Data for this exercise:
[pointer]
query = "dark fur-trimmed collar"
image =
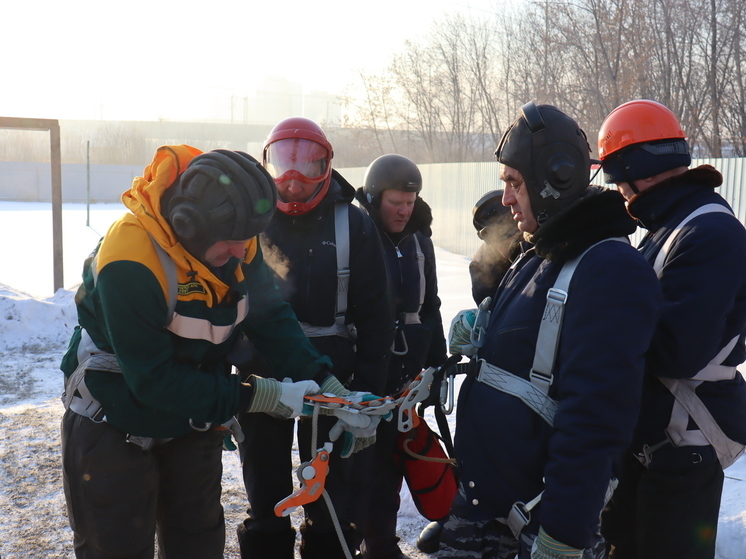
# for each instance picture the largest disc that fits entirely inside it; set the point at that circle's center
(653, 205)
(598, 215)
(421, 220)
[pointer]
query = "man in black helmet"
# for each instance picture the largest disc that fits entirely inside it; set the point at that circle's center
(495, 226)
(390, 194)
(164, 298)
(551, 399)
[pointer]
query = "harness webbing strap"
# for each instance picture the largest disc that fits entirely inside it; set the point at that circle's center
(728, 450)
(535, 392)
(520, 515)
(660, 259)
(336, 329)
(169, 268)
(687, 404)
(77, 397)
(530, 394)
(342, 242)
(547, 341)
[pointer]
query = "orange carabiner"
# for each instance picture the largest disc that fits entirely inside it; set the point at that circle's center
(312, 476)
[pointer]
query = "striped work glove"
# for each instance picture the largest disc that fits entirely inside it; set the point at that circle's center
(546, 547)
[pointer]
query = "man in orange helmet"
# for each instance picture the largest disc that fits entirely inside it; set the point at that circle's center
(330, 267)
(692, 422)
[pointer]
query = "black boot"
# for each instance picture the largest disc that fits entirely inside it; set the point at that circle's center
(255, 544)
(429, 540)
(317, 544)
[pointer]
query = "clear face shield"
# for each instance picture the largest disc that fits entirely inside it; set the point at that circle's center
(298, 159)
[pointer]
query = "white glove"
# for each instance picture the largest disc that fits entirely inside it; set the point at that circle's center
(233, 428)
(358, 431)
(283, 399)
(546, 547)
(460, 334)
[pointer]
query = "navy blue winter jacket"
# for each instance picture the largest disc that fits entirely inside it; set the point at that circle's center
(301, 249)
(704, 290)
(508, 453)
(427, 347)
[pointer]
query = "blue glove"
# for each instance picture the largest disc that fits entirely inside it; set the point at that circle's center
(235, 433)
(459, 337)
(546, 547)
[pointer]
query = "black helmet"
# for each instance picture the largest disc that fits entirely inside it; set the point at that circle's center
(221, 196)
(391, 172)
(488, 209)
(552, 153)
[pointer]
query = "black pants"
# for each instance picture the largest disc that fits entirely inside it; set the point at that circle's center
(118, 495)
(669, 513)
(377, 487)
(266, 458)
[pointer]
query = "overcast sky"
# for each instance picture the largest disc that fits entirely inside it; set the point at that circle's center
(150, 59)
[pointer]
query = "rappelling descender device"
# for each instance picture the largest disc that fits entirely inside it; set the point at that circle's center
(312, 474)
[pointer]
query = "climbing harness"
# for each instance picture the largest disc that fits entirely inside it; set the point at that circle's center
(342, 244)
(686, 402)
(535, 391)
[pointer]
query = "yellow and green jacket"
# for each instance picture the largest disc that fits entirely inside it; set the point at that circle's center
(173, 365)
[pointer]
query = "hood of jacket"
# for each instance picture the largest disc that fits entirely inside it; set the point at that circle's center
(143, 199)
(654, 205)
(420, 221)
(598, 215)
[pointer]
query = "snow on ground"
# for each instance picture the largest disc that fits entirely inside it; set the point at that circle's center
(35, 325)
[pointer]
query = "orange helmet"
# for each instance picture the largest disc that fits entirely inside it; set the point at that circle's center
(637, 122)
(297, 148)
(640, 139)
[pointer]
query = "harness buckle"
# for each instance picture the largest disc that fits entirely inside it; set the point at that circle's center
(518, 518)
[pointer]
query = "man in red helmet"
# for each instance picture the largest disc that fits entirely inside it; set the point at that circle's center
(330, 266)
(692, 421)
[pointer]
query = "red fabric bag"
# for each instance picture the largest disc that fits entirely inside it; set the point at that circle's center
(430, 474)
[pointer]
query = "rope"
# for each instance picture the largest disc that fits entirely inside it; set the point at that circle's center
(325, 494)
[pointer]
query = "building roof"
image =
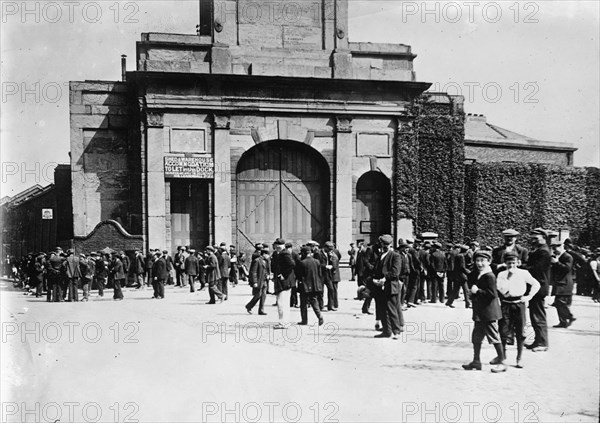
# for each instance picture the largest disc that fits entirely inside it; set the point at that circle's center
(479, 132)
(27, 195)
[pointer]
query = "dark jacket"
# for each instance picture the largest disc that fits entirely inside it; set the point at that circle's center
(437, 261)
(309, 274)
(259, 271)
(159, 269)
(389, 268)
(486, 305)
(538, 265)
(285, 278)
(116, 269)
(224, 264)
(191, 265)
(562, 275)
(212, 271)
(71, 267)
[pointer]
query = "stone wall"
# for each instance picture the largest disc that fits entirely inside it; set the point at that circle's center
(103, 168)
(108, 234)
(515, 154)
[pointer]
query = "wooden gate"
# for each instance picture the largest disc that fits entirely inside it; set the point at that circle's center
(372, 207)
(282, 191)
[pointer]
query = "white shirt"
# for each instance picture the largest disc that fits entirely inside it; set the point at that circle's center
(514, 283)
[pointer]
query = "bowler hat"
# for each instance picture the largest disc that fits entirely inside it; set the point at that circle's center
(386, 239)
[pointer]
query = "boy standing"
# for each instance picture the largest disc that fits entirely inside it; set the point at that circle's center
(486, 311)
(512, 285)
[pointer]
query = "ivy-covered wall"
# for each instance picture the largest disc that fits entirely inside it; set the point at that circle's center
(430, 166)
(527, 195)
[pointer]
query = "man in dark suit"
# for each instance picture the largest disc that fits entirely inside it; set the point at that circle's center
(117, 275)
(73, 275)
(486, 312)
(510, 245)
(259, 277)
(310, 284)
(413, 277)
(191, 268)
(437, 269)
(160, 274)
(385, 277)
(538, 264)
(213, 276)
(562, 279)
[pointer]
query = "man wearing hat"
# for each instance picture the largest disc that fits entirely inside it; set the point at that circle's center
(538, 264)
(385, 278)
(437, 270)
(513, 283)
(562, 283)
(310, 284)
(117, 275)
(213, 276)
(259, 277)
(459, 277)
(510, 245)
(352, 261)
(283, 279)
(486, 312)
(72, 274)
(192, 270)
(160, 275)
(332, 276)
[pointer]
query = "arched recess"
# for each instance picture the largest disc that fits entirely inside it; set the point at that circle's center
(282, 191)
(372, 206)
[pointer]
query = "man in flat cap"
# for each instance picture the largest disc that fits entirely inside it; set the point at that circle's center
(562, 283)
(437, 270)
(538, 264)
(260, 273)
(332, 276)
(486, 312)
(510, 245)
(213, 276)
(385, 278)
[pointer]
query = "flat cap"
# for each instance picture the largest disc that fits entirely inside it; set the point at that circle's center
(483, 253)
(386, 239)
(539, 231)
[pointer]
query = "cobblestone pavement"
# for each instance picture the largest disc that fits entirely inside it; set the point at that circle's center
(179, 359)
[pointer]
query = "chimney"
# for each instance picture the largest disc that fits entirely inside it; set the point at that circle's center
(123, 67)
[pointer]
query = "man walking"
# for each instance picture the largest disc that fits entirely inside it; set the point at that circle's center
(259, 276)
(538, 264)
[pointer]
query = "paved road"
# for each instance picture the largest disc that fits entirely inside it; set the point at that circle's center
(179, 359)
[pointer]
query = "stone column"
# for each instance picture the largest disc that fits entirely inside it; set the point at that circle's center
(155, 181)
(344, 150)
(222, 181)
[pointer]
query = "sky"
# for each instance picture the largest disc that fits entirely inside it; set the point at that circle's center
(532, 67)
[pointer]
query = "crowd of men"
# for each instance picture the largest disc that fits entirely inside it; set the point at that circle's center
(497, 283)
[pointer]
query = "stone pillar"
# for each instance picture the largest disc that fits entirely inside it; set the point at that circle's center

What is required: Please pick out every line of the listing that contains the word "jacket", and copy each one. Case counts, so only exact matches qualify.

Solution below:
query = "navy blue winter jacket"
query = "yellow and green jacket"
query = "hood of jacket"
query = "dark jacket"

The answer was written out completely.